Görev 1> İsrail'in Ortadoğu'daki savaşlarını anlatan yazıya göre, 2023'teki Suudi Arabistan-İran barış anlaşmasına hangi ülke aracılık etti?
Görev 2> İsrail'in Ortadoğu'daki savaşlarını anlatan yazıda "Lübnan’ın işgali, İran’a" sözcüklerini içeren yerle başlayıp "açık çek istedi." ile biten bölümü hiç değiştirmeden yazdır.
Görev 3> İsrail'in Ortadoğu'daki savaşlarını anlatan yazıyı kaldığı yerden sürdür.

Belge>
☆ ☆ ☆ ☆

İsrail Gazze’deki soykırım kampanyasını başlattığından bu yana Ortadoğu’da birçok cephede savaşı tırmandırdı.
Lübnan’ın işgali, İran’a yönelik hava saldırıları ve geçtiğimiz Aralık ayında Esad diktatörlüğünün devrilmesinden sonra Suriye’de daha fazla toprak ele geçirilmesi de buna dahildir. Ve bu saldırılar, özellikle Lübnan’daki Hizbullah direniş grubunu zayıflatarak İran’ın bölgedeki gücünü zayıflattı.
Batılı liderlerin eleştirileri İsrail’in siyasi krizini derinleştiriyor
İsrail savaşı kısmen soykırımına ABD’nin desteğini sağlamak için yaydı.
ABD egemen sınıfının bazı kesimleri, İsrail’in soykırımının boyutunun Arap devletlerinde direnişe yol açacağından korkuyordu. İsrail ile birlikte, ABD’nin bölgedeki emperyalist ittifaklar sisteminin kilit bir parçasıdırlar.
ABD’nin soykırıma destek verdiği konusunda hiçbir şüphe yoktu. Ancak Netanyahu Filistin direnişine karşı “mutlak zafer” için destek ve hiç bitmeyecek bir savaş için açık çek istedi.
Netanyahu en hafif eleştirileri bile susturmak için, ABD’nin desteğini pekiştirmek üzere savaşı yaymaya bel bağladı. Zorda kaldığında ABD’nin her zaman İsrail devletini destekleyeceğini biliyor.
Netanyahu ve İsrail aşırı sağının hayranı olan Trump, Gazze’nin etnik olarak temizlenmesi planını da desteklemiştir. Ancak Orta Doğu’da değişen güç dengelerinin ortasında İsrail’in saldırısının önemi, başlangıçta ABD’nin desteğini almamış olması.
ABD Dışişleri Bakanı Marco Rubio, “İsrail bize bu eylemin meşru müdafaa için gerekli olduğuna inandıklarını bildirdi” dedi.
Saldırı öncesinde Trump yönetimi İran ile nükleer programı konusunda müzakereler yürütüyordu.
2015 yılında İran ve ABD, İran’ın ABD ile ticaret anlaşmaları karşılığında nükleer zenginleştirmesini azaltacağı bir nükleer anlaşma üzerinde anlaştı. Ancak 2018’de Netanyahu’nun baskısıyla Trump’ın ilk başkanlığı bu anlaşmayı bozdu.
Trump’ın son dönemdeki restorasyon girişimleri, ABD emperyalizminin krizinden ve ana rakibi Çin’e odaklanmak istemesinden kaynaklanıyor. Çin, İran ile ekonomik ilişkiler kurdu ve ABD’nin zayıflığının bir işareti olarak 2023’te Suudi Arabistan-İran barış anlaşmasına aracılık etti
Orta Doğu’ya yaptığı son ziyaretlerde görüldüğü üzere Trump, ABD’nin Körfez ülkeleri ve yeni Suriye rejimi ile ilişkilerini güçlendirmek istiyor. Netanyahu, Trump turunda İsrail’i ziyaret etmediğinde kendisini küçümsenmiş hissetti ve Trump’ın Orta Doğu vizyonunda küçümsenmekten korkuyor.

☆ ☆ ☆ ☆

Listelenen malzeme>

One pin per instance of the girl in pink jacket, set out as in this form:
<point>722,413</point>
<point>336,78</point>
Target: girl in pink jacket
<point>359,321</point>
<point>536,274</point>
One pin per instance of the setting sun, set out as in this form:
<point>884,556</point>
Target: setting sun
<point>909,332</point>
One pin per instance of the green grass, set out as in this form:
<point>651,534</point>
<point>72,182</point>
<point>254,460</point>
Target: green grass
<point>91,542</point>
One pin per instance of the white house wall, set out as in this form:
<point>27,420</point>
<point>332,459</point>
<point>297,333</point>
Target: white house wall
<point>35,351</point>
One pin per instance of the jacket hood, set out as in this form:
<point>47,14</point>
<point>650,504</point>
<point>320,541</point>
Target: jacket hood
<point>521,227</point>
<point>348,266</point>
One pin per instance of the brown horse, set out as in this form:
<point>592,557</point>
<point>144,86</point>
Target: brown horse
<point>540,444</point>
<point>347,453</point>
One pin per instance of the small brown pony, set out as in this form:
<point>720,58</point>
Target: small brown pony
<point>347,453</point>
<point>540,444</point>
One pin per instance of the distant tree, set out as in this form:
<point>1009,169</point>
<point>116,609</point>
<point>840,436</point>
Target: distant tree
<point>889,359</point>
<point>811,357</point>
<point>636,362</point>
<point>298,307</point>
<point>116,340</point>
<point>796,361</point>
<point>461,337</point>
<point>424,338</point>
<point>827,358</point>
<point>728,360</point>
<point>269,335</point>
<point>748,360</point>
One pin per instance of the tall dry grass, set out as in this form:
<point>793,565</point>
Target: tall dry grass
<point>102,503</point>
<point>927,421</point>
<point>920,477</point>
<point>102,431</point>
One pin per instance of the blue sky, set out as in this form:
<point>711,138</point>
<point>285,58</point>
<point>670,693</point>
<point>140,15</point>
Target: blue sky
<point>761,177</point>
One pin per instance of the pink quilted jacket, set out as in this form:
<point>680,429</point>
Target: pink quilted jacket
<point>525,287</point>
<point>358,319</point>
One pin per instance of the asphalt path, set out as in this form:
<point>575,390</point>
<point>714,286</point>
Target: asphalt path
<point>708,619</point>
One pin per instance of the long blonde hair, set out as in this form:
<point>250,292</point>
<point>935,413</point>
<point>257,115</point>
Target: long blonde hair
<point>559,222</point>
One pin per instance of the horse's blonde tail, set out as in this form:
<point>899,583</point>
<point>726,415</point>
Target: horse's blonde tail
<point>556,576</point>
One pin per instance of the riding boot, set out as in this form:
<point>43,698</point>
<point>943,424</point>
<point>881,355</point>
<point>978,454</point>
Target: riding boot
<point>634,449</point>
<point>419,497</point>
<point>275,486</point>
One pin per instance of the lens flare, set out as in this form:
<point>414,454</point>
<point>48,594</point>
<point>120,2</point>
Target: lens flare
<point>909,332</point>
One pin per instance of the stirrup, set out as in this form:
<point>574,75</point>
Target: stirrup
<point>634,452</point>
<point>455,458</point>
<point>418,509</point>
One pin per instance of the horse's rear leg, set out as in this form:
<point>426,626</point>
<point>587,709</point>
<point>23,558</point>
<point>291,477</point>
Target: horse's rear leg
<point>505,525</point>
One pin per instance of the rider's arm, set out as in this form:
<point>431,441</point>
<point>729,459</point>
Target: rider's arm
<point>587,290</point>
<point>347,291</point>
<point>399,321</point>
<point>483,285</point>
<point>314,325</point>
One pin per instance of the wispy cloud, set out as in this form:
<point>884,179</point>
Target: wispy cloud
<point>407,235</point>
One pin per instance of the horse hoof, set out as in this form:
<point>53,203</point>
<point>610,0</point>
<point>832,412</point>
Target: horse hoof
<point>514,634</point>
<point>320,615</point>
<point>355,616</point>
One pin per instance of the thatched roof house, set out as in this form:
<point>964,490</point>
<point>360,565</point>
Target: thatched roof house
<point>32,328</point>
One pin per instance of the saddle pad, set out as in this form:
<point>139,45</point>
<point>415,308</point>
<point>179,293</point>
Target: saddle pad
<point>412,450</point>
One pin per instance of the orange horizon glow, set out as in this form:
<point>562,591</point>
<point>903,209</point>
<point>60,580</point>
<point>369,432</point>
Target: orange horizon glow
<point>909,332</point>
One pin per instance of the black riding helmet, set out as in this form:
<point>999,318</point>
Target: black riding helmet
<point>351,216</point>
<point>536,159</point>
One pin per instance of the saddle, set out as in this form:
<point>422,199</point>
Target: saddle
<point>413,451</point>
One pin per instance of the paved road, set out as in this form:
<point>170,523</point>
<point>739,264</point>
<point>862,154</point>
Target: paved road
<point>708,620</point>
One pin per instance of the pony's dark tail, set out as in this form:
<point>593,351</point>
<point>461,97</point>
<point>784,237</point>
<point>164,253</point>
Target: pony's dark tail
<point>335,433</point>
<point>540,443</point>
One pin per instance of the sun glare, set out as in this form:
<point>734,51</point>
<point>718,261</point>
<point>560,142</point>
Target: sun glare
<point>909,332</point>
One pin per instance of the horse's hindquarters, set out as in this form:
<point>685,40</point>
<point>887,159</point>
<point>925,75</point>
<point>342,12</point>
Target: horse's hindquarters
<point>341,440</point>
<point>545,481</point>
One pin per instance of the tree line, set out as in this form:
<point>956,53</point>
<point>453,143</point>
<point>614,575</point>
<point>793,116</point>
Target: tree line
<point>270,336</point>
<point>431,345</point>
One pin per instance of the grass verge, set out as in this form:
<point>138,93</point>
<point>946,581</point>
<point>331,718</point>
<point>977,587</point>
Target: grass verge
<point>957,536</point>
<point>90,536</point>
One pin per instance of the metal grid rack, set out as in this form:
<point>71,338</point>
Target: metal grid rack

☆ ☆ ☆ ☆

Doğru yanıt 1> Çin.

Doğru yanıt 2>
Lübnan’ın işgali, İran’a yönelik hava saldırıları ve geçtiğimiz Aralık ayında Esad diktatörlüğünün devrilmesinden sonra Suriye’de daha fazla toprak ele geçirilmesi de buna dahildir. Ve bu saldırılar, özellikle Lübnan’daki Hizbullah direniş grubunu zayıflatarak İran’ın bölgedeki gücünü zayıflattı.
Batılı liderlerin eleştirileri İsrail’in siyasi krizini derinleştiriyor
İsrail savaşı kısmen soykırımına ABD’nin desteğini sağlamak için yaydı.
ABD egemen sınıfının bazı kesimleri, İsrail’in soykırımının boyutunun Arap devletlerinde direnişe yol açacağından korkuyordu. İsrail ile birlikte, ABD’nin bölgedeki emperyalist ittifaklar sisteminin kilit bir parçasıdırlar.
ABD’nin soykırıma destek verdiği konusunda hiçbir şüphe yoktu. Ancak Netanyahu Filistin direnişine karşı “mutlak zafer” için destek ve hiç bitmeyecek bir savaş için açık çek istedi.

Doğru yanıt 3>
Eğer İsrail’in saldırısı bu anlaşmayı baltalama girişimiyse, işe yaradı. İran müzakerelerden çekildi.
Trump birkaç saat içinde müzakere etmek isterken İsrail saldırılarının “mükemmel” olduğunu söyleyerek pozisyonunu değiştirdi.
İsrail’in Batı’nın tasmasından kurtulma çabası kısmen Netanyahu’nun karşı karşıya olduğu siyasi krizden kaynaklanıyor
Bu durum ABD emperyalizminin karşı karşıya olduğu çelişkileri vurgulamaktadır. Bir yandan ABD’nin İsrail’e, İsrail’in de ABD’ye ihtiyacı var.
İsrail, Batı emperyalizminin Orta Doğu’daki ileri karakolu ve karşılığında ABD’nin askeri desteğini alıyor. Ancak savaş çığırtkanlığı Ortadoğu’da istikrarı tehdit eden bir kaosa yol açabilir ya da Trump’ın diğer devletlerle anlaşma yapma kabiliyetini zayıflatabilir.
İsrail’in Batı’nın tasmasını zorlaması kısmen Netanyahu’nun karşı karşıya olduğu siyasi krizden kaynaklanıyor.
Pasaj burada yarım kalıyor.